● Given passage:
I think it was my driver's ed teacher -- or maybe it was my mother -- who told me, as I placed the key in the ignition of our 1960-something Chevy Impala for the very first time, that unless I became a police officer, fire fighter or joined the armed services, driving was the most dangerous activity I would likely undertake in my life.
While I have no idea if this is statistically true, these words have echoed loudly in my mind this past week. My 15-year-old son now has his learner's permit.
Getting the permit was deceptively easy. He passed a written test at his driver's ed class and the next day he and I headed to the DMV. While there he filled out some paperwork, decided to become an organ donor, got his picture taken, and took a quick eye test. I then signed a document accepting responsibility for his driving actions (yikes) and the woman behind counter three handed us a temporary copy of the permit (the laminated real deal comes in the mail). It took all of 20 minutes.
Legally, he could have driven me home. Except I don't think he even knows how the headlights work.

● Material:
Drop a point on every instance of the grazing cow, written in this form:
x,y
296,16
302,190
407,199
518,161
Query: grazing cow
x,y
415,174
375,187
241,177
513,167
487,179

● Tasks to perform:
1. Repeat word for word everything in the learner's permit passage from "Getting the permit" down to "of 20 minutes.".
2. Proceed with the learner's permit passage, picking up right after its last sentence.

● Solved tasks:
1.
Getting the permit was deceptively easy. He passed a written test at his driver's ed class and the next day he and I headed to the DMV. While there he filled out some paperwork, decided to become an organ donor, got his picture taken, and took a quick eye test. I then signed a document accepting responsibility for his driving actions (yikes) and the woman behind counter three handed us a temporary copy of the permit (the laminated real deal comes in the mail). It took all of 20 minutes.

2.
I guess you could say the hard part starts now. Sure, he'll take a couple of lessons behind the wheel as part of his driver's ed class. But ultimately, it's my husband and I who will teach him to drive.
And for me, that's like asking me to teach someone how to swim or ride a bike. Both are things I know how to do. But I'm hardly a master of either one of them, and you certainly wouldn't want me as your instructor. As a driver, you would call me competent, at best. I can probably get you from point A to point B safely, but it might not be too pretty -- the multiple dings and scratches on the side of my car pay testament to this fact.
Fortunately though, my husband should be pretty good at this. First, he really enjoys driving -- the more challenging the situation, the better. When we lived in Mexico City some years back, I never once got behind the wheel of our Nissan Tsuru. There didn't seem to be any rules of the road South of the Border, as far I could tell. No one used turn signals, or respected speed limits or road signs. They only used horns. And used them all the time.
But my husband relished the automobile anarchy. He took great pride in becoming a simultaneously excellent offensive and defensive driver. To him, driving has always been a bit of a sport. And one he really enjoys playing.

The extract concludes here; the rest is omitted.